Records from a data collection
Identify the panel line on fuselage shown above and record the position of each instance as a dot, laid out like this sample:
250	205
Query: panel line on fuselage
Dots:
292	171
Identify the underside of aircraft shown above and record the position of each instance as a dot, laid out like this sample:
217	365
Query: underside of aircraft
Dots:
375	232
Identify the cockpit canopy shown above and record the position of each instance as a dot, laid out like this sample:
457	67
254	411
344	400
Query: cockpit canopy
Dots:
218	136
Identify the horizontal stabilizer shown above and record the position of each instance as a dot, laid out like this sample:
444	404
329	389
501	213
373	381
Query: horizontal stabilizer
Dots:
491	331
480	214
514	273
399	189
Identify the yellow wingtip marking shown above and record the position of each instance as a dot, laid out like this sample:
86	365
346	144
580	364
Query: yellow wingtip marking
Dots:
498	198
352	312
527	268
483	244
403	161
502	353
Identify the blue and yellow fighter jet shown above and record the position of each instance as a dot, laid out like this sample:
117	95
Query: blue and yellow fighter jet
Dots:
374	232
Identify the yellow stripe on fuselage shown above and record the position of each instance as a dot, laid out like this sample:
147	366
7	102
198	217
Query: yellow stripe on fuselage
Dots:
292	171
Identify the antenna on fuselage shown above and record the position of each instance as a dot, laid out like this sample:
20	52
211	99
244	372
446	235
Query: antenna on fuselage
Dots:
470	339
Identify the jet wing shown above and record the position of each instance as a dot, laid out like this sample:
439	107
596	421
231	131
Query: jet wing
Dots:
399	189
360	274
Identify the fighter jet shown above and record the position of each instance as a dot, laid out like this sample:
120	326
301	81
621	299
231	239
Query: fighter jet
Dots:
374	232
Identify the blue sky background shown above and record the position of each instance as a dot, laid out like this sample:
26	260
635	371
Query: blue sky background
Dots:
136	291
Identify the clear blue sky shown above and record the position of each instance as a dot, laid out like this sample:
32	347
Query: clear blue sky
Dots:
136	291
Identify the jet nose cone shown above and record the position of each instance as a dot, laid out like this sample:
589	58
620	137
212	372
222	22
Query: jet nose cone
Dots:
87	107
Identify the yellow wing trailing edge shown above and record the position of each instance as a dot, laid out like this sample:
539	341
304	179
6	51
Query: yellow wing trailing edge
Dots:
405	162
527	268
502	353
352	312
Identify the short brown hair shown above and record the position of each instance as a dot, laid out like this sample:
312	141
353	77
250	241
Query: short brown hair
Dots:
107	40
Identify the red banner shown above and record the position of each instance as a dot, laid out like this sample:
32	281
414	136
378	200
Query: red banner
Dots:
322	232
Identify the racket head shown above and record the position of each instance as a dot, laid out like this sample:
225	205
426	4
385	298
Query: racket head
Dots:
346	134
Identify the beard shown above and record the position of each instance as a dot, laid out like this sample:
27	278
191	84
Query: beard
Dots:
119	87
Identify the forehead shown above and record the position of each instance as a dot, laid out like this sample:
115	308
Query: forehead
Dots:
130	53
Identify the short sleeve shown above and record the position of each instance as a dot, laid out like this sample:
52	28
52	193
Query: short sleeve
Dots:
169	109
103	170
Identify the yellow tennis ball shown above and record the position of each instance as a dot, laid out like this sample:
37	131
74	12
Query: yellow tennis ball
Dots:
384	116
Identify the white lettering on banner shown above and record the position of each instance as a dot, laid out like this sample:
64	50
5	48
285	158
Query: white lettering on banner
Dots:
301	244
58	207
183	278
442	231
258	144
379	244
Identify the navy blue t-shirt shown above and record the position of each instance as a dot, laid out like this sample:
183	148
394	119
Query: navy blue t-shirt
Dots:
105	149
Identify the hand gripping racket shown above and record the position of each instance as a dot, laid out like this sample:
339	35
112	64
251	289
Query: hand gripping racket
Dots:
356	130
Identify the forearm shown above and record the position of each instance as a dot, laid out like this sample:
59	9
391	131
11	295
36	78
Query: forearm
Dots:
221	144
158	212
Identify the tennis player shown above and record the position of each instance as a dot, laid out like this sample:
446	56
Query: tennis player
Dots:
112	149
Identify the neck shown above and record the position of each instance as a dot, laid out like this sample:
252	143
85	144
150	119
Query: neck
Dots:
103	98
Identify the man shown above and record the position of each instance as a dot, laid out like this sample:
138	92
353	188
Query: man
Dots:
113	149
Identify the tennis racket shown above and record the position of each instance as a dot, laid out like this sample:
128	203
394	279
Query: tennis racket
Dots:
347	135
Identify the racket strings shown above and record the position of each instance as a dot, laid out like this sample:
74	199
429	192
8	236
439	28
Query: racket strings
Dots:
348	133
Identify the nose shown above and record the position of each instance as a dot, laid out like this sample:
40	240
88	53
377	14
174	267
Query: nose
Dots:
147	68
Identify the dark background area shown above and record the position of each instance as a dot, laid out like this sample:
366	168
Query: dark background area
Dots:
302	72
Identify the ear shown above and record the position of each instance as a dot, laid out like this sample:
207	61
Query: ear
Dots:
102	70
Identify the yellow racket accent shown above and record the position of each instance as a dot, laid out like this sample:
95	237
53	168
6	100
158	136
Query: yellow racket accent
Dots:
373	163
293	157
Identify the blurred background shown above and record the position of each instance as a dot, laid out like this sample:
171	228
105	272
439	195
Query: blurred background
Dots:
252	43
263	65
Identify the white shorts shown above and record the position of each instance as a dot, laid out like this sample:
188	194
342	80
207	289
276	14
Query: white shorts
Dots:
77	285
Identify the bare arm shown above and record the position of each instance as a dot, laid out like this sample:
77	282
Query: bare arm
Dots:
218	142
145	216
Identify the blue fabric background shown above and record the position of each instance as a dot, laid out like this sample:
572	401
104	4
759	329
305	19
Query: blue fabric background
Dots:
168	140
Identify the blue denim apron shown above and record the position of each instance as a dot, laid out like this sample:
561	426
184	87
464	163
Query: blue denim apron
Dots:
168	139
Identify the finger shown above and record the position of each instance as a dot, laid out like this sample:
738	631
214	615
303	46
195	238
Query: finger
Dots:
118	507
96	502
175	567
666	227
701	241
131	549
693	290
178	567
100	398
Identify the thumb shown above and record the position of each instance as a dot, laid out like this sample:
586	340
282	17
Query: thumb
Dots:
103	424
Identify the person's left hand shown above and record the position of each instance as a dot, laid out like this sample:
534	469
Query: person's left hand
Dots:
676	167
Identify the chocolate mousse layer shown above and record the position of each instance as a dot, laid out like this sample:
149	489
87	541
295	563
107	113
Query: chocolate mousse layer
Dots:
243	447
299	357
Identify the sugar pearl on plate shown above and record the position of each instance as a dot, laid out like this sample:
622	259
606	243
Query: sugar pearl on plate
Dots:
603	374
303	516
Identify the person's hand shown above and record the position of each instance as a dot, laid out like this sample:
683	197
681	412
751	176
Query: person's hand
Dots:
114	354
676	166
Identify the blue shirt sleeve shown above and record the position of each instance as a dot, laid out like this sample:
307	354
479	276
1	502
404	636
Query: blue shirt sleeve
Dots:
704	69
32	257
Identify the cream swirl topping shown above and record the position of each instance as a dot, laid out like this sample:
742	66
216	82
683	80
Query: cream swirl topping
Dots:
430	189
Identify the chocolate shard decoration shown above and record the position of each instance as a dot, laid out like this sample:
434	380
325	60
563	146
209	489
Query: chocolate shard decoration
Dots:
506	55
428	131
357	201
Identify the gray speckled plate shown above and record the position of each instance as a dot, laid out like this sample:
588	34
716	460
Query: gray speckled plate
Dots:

Task directions
Please rewrite all of the entries above, swapping every "laid out like this sample" for "formatted like this sample" and keeping everything else the same.

Finished answer
Identify the panel line on fuselage shown above and record the position of each instance as a dot, formatted like this sample:
250	205
Query: panel line on fuselage
Dots:
292	171
Identify the underside of aircraft shown above and record the position of each instance as a dot, formatted like this sample:
217	365
Query: underside of aircraft
Dots:
375	232
Identify the cockpit canopy shown above and record the position of each instance as a dot, formatted like this sample:
457	67
254	411
344	400
Query: cockpit canopy
Dots:
218	136
Identify the horizontal stabilizer shown above and record the position of each instance as a dot, formatted like this sample:
444	404
329	389
501	213
373	381
Query: horizontal stabilizer
Dots:
491	331
480	214
514	273
399	189
Identify the yellow wingtip marking shown above and record the position of each instance as a dot, formatted like this sample:
86	365
346	144
580	364
Query: yellow wingtip marking
Dots:
498	198
352	312
527	268
483	244
403	161
502	353
Identify the blue and yellow fighter jet shown above and record the position of each instance as a dot, formatted like this sample:
117	95
Query: blue and yellow fighter jet
Dots:
374	232
Identify the yellow stripe on fuselage shown above and record the position of each instance as a dot, formatted like this sample:
147	366
7	102
198	217
Query: yellow stripe on fuselage
Dots:
292	171
Identify the antenna on fuselage shown above and record the position of each instance as a dot, formatted like this sample:
20	52
211	99
244	372
446	235
Query: antenna on fuselage
Dots:
470	339
Identify the jet wing shown above and record the position of each instance as a dot, formatted like this sample:
439	107
596	421
231	131
Query: jet wing
Dots:
399	189
360	274
Identify the fighter jet shown above and record the position of each instance as a dot, formatted like this sample:
120	326
301	81
621	299
231	239
Query: fighter jet
Dots:
374	232
Identify the blue sky background shown above and record the position of each instance as a dot, formatted like this sample:
26	260
635	371
Query: blue sky background
Dots:
136	291
Identify the clear blue sky shown above and record the position of each instance as a dot, formatted like this sample:
32	347
Query: clear blue sky
Dots:
136	291
Identify the jet nose cone shown above and record the position of each instance as a dot, formatted like this sample:
589	58
620	137
212	372
222	22
Query: jet nose cone
Dots:
87	107
Identify the yellow wing trailing edge shown above and record the position of each instance as a dot, formatted like this sample:
539	341
304	179
6	51
Query: yellow wing trailing edge
Dots:
405	162
527	268
502	353
352	312
Identify the short brown hair shown above and record the position of each instance as a dot, formatted like this sample:
312	141
353	77
250	241
Query: short brown hair
Dots:
107	40
Identify the red banner shown above and record the position of each instance as a dot, formatted like this sample:
32	281
414	136
378	200
Query: red banner
Dots:
322	232
Identify the racket head shown above and record the position of each instance as a dot, formatted like this sample:
225	205
426	4
385	298
Query: racket head
Dots:
346	134
Identify the beard shown above and record the position of each instance as a dot, formatted like this sample:
27	278
191	84
Query: beard
Dots:
119	87
Identify the forehead shown above and record the position of each instance as a dot, formatted like this sample:
115	308
Query: forehead
Dots:
130	53
Identify the short sleeve shown above and record the position of each instance as a dot, formatted like this sample:
52	28
52	193
Query: short sleeve
Dots:
169	109
103	170
Identify the yellow tennis ball shown above and record the position of each instance as a dot, formatted like this sample:
37	131
74	12
Query: yellow tennis ball
Dots:
384	116
Identify the white lettering on banner shown above and record the position of each instance as a dot, formatted like this sample:
64	50
5	48
285	158
Query: white lettering on banner
Dots:
301	244
58	207
183	278
442	231
258	144
379	244
Identify the navy blue t-shirt shown above and record the position of each instance as a dot, formatted like this sample:
183	148
394	119
Query: navy blue t-shirt
Dots:
105	149
Identify the hand gripping racket shown above and record the position of each instance as a dot, formatted like this sample:
339	35
112	64
251	289
Query: hand gripping racket
Dots:
356	130
Identify the forearm shown above and record the position of each instance as a dot, formatted like this sample:
59	9
391	131
11	295
36	78
Query: forearm
Dots:
221	144
158	212
Identify the tennis player shown above and record the position of each instance as a dot, formatted like this sample:
446	56
Query: tennis player
Dots:
112	149
Identify the neck shown above and record the position of each instance as a dot, formatted like this sample:
252	143
85	144
150	119
Query: neck
Dots:
103	98
Identify the man shown above and record the position of each instance as a dot, formatted like this sample:
138	92
353	188
Query: man
Dots:
113	149
Identify the tennis racket shown above and record the position of each instance as a dot, formatted like this sample:
128	203
394	279
Query: tennis racket
Dots:
347	135
Identify the racket strings shown above and record the position of each instance as a dot, formatted like this sample:
74	199
429	192
8	236
439	28
Query: racket strings
Dots:
348	133
Identify the nose shown above and record the position of each instance as a dot, formatted like this sample:
40	240
88	53
377	14
174	267
Query: nose
Dots:
147	68
Identify the dark background area shown above and record the position of each instance as a dot, formatted like this sample:
366	168
Query: dark background area
Dots:
302	72
Identify the ear shown above and record the position of each instance as a dot, formatted like this sample:
207	61
Query: ear
Dots:
102	70
Identify the yellow racket accent shown above and record the position of each instance as a dot, formatted like this sample:
95	237
53	168
6	100
158	136
Query: yellow racket accent
Dots:
373	163
293	157
Identify the blurred background shown above and record the position of each instance as a dot, formatted like this sample:
171	228
105	272
439	195
Query: blurred background
Dots:
252	43
263	65
Identify the white shorts shown above and record the position of each instance as a dot, formatted like this sample:
188	194
342	80
207	289
276	14
Query: white shorts
Dots:
77	285
Identify the bare arm shown above and record the position of each instance as a dot, formatted like this sample:
77	282
Query: bare arm
Dots:
218	142
145	216
Identify the blue fabric background shown above and record the position of each instance as a dot, formatted like this sample:
572	401
104	4
759	329
305	19
Query: blue fabric background
Dots:
168	140
Identify the blue denim apron shown above and record the position of each instance as a dot, formatted like this sample:
561	426
184	87
464	163
Query: blue denim apron
Dots:
168	139
Identify the finger shown above and record the position of each instance as a dot, formatted like this sample:
738	631
214	615
303	46
195	238
Query: finger
Dots:
118	507
96	502
175	567
666	227
701	241
131	549
693	290
178	567
100	398
Identify the thumb shown above and record the position of each instance as a dot, formatted like this sample:
586	340
282	17
Query: thumb
Dots:
103	424
Identify the person's left hand shown above and record the position of each instance as a dot, formatted like this sample:
534	469
Query: person's left hand
Dots:
676	167
Identify the chocolate mousse layer shown above and record the position of each instance as a dot, formatted like this sample:
149	489
87	541
295	563
107	113
Query: chocolate mousse layer
Dots:
243	447
299	357
Identify the sugar pearl on plate shown above and record the position of each instance as a dot, formatted like this sample:
622	259
606	243
Query: sugar pearl on plate
Dots:
603	374
303	516
Identify the person's hand shown above and record the position of each instance as a dot, formatted like this sample:
683	197
681	412
751	176
Query: person's hand
Dots:
114	354
676	166
Identify the blue shirt sleeve shown above and record the position of each instance as a dot, formatted like this sample:
307	354
479	276
1	502
404	636
Query: blue shirt sleeve
Dots:
704	69
32	257
Identify the cream swirl topping shown above and record the position of each instance as a dot, formatted like this sample:
742	66
216	82
683	80
Query: cream swirl topping
Dots:
430	189
Identify the chocolate shard decoration shown above and record the position of each instance as a dot, formatted like this sample:
434	380
325	60
563	146
209	489
Query: chocolate shard decoration
Dots:
506	55
428	131
357	201
Identify the gray speckled plate shown above and record the position of each instance as a dot, formatted like this sample:
588	34
716	460
Query: gray speckled plate
Dots:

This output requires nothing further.